Source records:
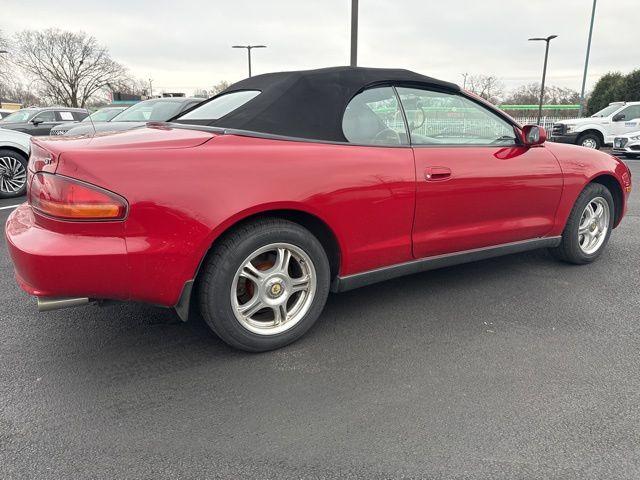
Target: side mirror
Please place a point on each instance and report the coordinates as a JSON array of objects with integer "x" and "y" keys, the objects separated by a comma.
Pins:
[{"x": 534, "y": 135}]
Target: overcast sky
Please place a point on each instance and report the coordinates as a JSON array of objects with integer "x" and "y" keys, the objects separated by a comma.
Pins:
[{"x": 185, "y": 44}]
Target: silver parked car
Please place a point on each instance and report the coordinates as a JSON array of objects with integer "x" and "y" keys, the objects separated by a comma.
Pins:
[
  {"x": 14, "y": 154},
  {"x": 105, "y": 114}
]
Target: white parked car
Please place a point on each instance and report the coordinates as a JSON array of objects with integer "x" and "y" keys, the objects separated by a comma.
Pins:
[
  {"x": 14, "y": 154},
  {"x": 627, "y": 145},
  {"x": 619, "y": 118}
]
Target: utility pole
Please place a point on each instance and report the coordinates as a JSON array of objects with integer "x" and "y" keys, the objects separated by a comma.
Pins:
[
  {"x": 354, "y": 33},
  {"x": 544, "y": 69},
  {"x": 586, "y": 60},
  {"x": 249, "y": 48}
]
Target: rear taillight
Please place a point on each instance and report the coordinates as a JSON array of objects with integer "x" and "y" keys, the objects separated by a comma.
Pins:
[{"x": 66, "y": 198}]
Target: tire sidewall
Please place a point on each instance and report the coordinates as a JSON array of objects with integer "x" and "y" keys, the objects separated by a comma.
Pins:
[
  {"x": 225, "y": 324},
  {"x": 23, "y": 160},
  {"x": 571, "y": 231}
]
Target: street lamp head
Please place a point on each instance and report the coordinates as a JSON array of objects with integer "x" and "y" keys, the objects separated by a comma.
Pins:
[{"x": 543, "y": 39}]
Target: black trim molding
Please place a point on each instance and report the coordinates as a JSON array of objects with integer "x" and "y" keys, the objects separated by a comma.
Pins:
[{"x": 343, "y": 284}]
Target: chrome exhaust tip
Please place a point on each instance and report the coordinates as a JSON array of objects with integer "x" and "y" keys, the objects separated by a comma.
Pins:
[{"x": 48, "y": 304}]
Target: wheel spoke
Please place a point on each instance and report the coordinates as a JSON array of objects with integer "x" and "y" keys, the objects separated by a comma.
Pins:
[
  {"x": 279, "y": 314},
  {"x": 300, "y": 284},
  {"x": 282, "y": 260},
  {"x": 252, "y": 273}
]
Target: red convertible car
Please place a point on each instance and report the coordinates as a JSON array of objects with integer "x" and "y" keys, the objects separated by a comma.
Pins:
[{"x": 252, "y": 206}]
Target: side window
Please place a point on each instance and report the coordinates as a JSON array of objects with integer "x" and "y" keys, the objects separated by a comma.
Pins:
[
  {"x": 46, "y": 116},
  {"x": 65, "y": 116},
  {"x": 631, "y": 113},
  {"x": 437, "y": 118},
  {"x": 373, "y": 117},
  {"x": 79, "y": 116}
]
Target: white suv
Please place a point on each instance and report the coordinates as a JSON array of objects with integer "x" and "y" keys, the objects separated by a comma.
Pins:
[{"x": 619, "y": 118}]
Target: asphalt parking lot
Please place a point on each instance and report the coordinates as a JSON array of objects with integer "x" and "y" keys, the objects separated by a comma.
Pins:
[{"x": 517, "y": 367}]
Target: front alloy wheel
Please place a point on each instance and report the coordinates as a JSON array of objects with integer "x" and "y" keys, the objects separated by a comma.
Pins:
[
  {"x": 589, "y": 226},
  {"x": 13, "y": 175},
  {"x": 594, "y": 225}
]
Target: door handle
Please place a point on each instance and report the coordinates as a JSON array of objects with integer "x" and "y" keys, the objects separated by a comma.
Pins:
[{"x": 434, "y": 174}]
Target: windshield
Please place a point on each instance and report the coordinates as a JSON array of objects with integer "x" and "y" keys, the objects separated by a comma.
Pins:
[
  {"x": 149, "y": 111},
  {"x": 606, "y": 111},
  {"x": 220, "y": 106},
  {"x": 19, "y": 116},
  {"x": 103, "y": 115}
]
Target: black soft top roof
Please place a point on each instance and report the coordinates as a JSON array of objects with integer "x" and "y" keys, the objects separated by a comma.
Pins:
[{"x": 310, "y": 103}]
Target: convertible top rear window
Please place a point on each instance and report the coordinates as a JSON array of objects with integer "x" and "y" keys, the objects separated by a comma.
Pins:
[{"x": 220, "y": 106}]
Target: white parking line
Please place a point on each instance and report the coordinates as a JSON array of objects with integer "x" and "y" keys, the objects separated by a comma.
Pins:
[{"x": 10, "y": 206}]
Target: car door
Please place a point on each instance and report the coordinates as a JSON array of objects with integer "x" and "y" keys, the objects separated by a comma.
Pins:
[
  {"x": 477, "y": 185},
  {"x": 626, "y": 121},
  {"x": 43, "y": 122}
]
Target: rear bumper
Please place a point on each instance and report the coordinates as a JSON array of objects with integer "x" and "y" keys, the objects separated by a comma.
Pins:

_Aim of the task_. What is needed is an exact output of the records above, with every picture left out.

_Written response_.
Target: side mirror
Please place a point on each instance and report the coordinates as a JSON array of objects with integer "x" and "y" keys, the objects separated by a comma.
Pins:
[{"x": 534, "y": 135}]
Target: overcast sky
Please place a point on each instance and report the coordinates as a JSON array of objects with integer "x" and "y" keys, the objects separated by a comma.
Pins:
[{"x": 185, "y": 44}]
Target: silver parked car
Please place a point on each instance and report the coordinates as a JSON array of objects with integer "x" and "y" keys, the objects separated by a comma.
Pins:
[
  {"x": 14, "y": 154},
  {"x": 105, "y": 114}
]
Target: white parked car
Please place a point on each instance and report the coordinates as a JSON array of objects with integer "x" and "y" keys, the objects separated by a comma.
Pins:
[
  {"x": 14, "y": 154},
  {"x": 627, "y": 145},
  {"x": 619, "y": 118}
]
Target: utility pole
Please place a point on each instance and report the coordinates as a JSON array of objects with integer "x" and "y" keys, the objects separated by a comma.
Pins:
[
  {"x": 354, "y": 33},
  {"x": 544, "y": 69},
  {"x": 586, "y": 60},
  {"x": 249, "y": 48}
]
Target: rear taillight
Please place a point on each instance and report the coordinates as a JSON array of objects with integer "x" and "y" keys, the objects separated by a comma.
Pins:
[{"x": 66, "y": 198}]
Target: tire sidewall
Please place a point on each instance and report the coordinates as a JSON array of objects with integer "x" and "y" keys, the objects separated by a comma.
Pins:
[
  {"x": 225, "y": 324},
  {"x": 23, "y": 160},
  {"x": 571, "y": 231}
]
Target: street lamp head
Please place a point on each instance and report the coordinates as a JSON array of objects with integer "x" and "y" keys, the objects separated by a comma.
Pins:
[{"x": 543, "y": 39}]
Target: black trim molding
Please place a point on each instance and report the coordinates as a JSON array of objects with integer "x" and "y" keys, the objects separated by a comma.
Pins:
[{"x": 343, "y": 284}]
Target: chrome exhaust tip
Please place a point on each instance and report the coordinates as a JSON array of objects with integer "x" and "y" keys, the objects separated by a comma.
Pins:
[{"x": 48, "y": 304}]
Target: wheel spoke
Please place a point on each instance and report the coordinates as a JSON array of objects with integer "x" and "y" keys, the objects separated by a comma.
Pins:
[
  {"x": 279, "y": 314},
  {"x": 300, "y": 284},
  {"x": 282, "y": 260},
  {"x": 252, "y": 273}
]
Target: red convertible car
Please place a point on each instance and report the coordinates as a JSON array of objects with integer "x" and "y" keys, the objects separated by a comma.
Pins:
[{"x": 252, "y": 206}]
Target: side window
Please place a point on each instance and report the coordinates as a JSON array of objects with integer "x" and "y" keys, the objects separated by a comma.
Pins:
[
  {"x": 46, "y": 116},
  {"x": 65, "y": 116},
  {"x": 631, "y": 113},
  {"x": 437, "y": 118},
  {"x": 373, "y": 117},
  {"x": 79, "y": 116}
]
Target: white suv
Please place a point on each instance and report the coordinates as a JSON array of objects with integer "x" and "y" keys, the objects separated by a comma.
Pins:
[{"x": 619, "y": 118}]
Target: asphalt parking lot
Please place a point on each instance and report the coordinates as a JSON array of objects with integer "x" and "y" keys, the objects separated by a comma.
Pins:
[{"x": 517, "y": 367}]
Target: front alloy wheel
Please place a point on each instance and report the coordinates as a JSON array of objects with integer "x" and "y" keys, the objects separated by a comma.
Pins:
[
  {"x": 589, "y": 226},
  {"x": 13, "y": 175},
  {"x": 594, "y": 225}
]
Target: door handle
Please place a point on each instance and report the coordinates as a JSON array of objects with integer "x" and "y" keys, the objects separated by a comma.
Pins:
[{"x": 434, "y": 174}]
Target: windshield
Please place a point on each instance and report the coordinates as a JSON array of objects with integer "x" and "y" keys, the objects separated by a comma.
Pins:
[
  {"x": 149, "y": 111},
  {"x": 606, "y": 111},
  {"x": 220, "y": 106},
  {"x": 19, "y": 116},
  {"x": 103, "y": 115}
]
Target: black soft top roof
Please place a point on each instance and report the coordinates as a JSON array of objects with integer "x" and "y" keys, the objects separated by a comma.
Pins:
[{"x": 310, "y": 103}]
Target: convertible top rear window
Please place a point on each instance and report the coordinates as a JSON array of objects with integer "x" and "y" keys, the objects separated by a comma.
Pins:
[{"x": 220, "y": 106}]
Target: white parking line
Please place a point on each instance and report the coordinates as a JSON array of objects with integer "x" and "y" keys, the objects separated by a comma.
Pins:
[{"x": 10, "y": 206}]
Target: car door
Please place a point on each instance and report the coordinates as a JSON array of objects with integer "x" and "y" keys, the objects separated by a comma.
Pins:
[
  {"x": 477, "y": 185},
  {"x": 626, "y": 121},
  {"x": 43, "y": 122}
]
Target: rear bumper
Please place a point on each instance and report the coordinates as a JSON array of objects with integer "x" and "y" keys, the objects separated by a comma.
Pins:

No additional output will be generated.